Mas há uma distinção a fazer: uma leitura que resulte, não de uma imposição, mas de uma negociação com os pais, pode derivar num gosto real pela leitura. É importante que ela esteja associada a memórias e momentos bons, e por isso mesmo, um castigo terá sempre menos sucesso, se o objetivo for o de fazer dela um hábito.
Os livros devem entrar na vida das crianças mesmo antes de elas saberem ler
A "Psicóloga dos Miúdos" sugere que se coloquem livros adequados a cada faixa etária (desde sempre) perto das crianças, começando com os indicados para os mais novos, com poucas palavras e muitas ilustrações – é importante que os livros não sejam um objeto estranho. Mais tarde, o momento da história para adormecer também é crucial, mas tem de haver um envolvimento da criança com a leitura – uma leitura interativa, em que se dá atenção não só ao que está escrito, mas também às imagens, e em que se fazem perguntas sobre a história.
Para os mais crescidos que não tenham adquirido hábitos de leitura, também há soluções: ler revistas, artigos de jornal, visitar bibliotecas e livrarias ou falar sobre livros. Os pais têm um papel preponderante – podem ajudar na escolha dos livros, tentando sempre ir ao encontro dos interesses dos filhos, e dando-lhes a conhecer livros que eles próprios tenham gostado naquela idade.
Salomé Carvalho, professora de Português do primeiro ciclo do ensino básico (num colégio), disse à MAGG que, no que toca a incentivar as leituras, o professor da língua materna tem um papel determinante, mas "não há nenhuma fórmula. Era bom que houvesse".

● Itens:
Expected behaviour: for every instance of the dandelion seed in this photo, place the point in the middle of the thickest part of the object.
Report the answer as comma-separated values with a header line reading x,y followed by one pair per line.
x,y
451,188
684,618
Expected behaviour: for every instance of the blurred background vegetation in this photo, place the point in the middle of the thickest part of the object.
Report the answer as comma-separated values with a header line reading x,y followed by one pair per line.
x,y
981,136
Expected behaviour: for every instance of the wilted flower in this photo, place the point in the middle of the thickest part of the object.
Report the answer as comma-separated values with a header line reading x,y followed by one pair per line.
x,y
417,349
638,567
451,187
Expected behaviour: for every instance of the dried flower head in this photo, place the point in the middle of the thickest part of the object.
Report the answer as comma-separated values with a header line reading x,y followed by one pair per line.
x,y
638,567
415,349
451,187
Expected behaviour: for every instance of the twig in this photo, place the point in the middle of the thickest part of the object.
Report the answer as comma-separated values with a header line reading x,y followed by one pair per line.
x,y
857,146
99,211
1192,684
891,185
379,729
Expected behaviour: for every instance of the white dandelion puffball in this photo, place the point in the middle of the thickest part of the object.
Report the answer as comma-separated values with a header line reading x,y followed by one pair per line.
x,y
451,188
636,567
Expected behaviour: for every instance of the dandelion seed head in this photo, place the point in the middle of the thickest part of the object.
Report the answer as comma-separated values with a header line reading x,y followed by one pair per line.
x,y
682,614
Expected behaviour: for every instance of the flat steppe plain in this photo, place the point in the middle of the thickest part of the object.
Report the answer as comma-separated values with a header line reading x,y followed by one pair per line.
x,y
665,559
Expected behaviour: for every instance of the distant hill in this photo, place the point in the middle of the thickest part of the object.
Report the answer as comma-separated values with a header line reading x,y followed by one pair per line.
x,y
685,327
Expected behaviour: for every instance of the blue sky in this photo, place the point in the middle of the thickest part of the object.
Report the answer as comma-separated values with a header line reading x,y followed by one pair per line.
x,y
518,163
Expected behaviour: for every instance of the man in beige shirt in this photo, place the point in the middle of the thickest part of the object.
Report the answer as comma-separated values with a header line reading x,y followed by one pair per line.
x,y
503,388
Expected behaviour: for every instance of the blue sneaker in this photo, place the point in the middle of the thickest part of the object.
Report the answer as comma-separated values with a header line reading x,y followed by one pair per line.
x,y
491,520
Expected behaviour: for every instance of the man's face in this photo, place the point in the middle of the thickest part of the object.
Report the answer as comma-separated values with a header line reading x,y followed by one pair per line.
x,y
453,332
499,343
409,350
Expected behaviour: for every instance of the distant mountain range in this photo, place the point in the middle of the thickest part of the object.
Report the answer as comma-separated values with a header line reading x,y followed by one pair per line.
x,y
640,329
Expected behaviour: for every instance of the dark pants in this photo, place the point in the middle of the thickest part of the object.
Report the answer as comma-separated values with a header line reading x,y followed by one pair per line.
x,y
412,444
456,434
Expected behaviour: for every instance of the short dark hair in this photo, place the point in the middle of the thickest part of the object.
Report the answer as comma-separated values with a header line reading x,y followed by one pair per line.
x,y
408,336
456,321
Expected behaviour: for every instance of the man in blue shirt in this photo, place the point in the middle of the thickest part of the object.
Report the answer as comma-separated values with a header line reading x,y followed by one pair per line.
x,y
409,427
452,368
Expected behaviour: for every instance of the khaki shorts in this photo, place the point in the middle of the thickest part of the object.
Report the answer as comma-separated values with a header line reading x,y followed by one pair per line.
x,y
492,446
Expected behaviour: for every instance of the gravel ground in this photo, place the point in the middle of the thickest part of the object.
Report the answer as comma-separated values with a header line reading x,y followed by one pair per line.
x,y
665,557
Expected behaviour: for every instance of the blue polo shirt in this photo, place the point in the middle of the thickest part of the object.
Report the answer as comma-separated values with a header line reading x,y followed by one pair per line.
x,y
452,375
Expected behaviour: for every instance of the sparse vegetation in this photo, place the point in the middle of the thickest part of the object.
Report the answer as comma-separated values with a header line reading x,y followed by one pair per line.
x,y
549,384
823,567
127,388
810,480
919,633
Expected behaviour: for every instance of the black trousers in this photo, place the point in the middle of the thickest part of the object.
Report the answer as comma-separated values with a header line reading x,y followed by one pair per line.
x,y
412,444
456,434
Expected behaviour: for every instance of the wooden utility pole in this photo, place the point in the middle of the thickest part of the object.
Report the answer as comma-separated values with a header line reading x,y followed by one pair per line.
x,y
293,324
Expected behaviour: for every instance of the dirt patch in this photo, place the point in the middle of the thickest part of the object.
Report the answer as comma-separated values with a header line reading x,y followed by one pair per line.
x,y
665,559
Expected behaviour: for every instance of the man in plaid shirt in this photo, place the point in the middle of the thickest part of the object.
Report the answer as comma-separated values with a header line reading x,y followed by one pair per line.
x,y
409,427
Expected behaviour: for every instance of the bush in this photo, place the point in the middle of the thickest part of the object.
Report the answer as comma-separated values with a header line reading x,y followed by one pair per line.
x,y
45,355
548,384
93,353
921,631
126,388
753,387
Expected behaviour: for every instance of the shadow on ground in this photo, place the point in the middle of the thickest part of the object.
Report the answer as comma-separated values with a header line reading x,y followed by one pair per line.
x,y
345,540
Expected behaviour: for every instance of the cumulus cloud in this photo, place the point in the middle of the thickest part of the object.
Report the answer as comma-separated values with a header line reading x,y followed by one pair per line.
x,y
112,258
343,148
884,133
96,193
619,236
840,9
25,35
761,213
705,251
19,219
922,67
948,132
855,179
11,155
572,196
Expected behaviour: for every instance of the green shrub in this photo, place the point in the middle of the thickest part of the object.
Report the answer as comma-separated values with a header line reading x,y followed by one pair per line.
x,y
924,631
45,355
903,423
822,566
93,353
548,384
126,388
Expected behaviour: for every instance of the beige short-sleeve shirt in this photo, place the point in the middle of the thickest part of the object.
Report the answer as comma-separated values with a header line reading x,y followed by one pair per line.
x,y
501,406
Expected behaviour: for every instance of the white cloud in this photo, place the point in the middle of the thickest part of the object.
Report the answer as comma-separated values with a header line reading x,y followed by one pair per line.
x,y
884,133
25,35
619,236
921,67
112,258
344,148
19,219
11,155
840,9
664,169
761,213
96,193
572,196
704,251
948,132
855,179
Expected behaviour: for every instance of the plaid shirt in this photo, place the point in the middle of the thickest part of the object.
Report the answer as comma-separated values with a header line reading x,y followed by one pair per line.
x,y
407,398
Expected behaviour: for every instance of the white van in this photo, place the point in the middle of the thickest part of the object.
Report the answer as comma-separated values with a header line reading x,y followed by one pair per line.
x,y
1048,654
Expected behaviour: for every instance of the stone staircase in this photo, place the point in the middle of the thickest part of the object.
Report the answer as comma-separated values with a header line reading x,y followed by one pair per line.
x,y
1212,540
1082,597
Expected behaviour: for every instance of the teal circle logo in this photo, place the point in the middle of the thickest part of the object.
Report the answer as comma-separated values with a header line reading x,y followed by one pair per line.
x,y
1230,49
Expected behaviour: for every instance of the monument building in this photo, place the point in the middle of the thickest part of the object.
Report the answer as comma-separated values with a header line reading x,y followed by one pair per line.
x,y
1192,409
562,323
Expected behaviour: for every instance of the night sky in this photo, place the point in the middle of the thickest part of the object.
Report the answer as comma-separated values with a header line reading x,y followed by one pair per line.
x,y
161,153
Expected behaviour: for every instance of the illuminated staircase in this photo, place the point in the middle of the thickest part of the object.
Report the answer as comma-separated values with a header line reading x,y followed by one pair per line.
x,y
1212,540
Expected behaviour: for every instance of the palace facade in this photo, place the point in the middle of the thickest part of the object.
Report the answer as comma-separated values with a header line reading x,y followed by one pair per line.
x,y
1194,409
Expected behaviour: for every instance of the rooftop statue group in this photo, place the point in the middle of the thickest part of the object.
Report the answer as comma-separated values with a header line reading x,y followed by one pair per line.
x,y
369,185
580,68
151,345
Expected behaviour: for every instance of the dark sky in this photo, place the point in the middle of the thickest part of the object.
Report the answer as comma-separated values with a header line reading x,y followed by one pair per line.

● Ações necessárias:
A - Transcreva, do texto sobre o gosto pela leitura, tudo o que vai desde "Mas há uma distinção" até "dela um hábito.".
B - Pode reescrever em forma de lista o parágrafo do texto sobre o gosto pela leitura que começa por "Para os mais crescidos", mantendo os factos principais?
C - No texto sobre o gosto pela leitura, que disciplina ensina Salomé Carvalho?

● Respostas aos exercícios:
A -
Mas há uma distinção a fazer: uma leitura que resulte, não de uma imposição, mas de uma negociação com os pais, pode derivar num gosto real pela leitura. É importante que ela esteja associada a memórias e momentos bons, e por isso mesmo, um castigo terá sempre menos sucesso, se o objetivo for o de fazer dela um hábito.

B -
- Soluções para os mais crescidos sem hábitos de leitura: ler revistas e artigos de jornal, visitar bibliotecas e livrarias, falar sobre livros.
- Papel preponderante dos pais: ajudar na escolha dos livros, indo ao encontro dos interesses dos filhos.
- Os pais podem também dar a conhecer aos filhos livros de que eles próprios gostaram naquela idade.

C - Português, no primeiro ciclo do ensino básico.